___ INFORMATION SUPPLIED ___
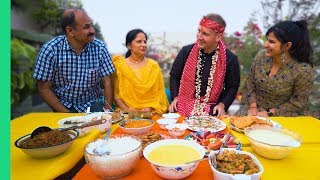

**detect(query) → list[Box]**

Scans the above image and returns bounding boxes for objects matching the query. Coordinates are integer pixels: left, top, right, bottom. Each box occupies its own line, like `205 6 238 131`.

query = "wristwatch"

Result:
267 109 274 116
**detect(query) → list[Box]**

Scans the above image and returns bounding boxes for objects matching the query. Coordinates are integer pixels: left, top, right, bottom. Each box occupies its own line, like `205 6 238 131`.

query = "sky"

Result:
81 0 263 54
___
- [TASK DESCRIPTION]:
Nothing but an exact copy of the data above, minus its pictures, should appear in the response.

- [RESULT]:
**detect(query) → list[Box]**

Scans the above image and returns bounding boxes for objects matching the query. Coordinates are integer pixels: left, top, right, bottom. Each box occupies its own line, like `205 6 238 131`.

query = "wristwatch"

Result:
267 109 274 116
**detect(query) → list[Box]**

Scans the above image and returns bounding boxes for objects matching the query. Coordinates are integer pixels: left, top, right, bottom. Each box occupies its own line, like `205 6 238 131`.

query = "sky"

Result:
81 0 263 54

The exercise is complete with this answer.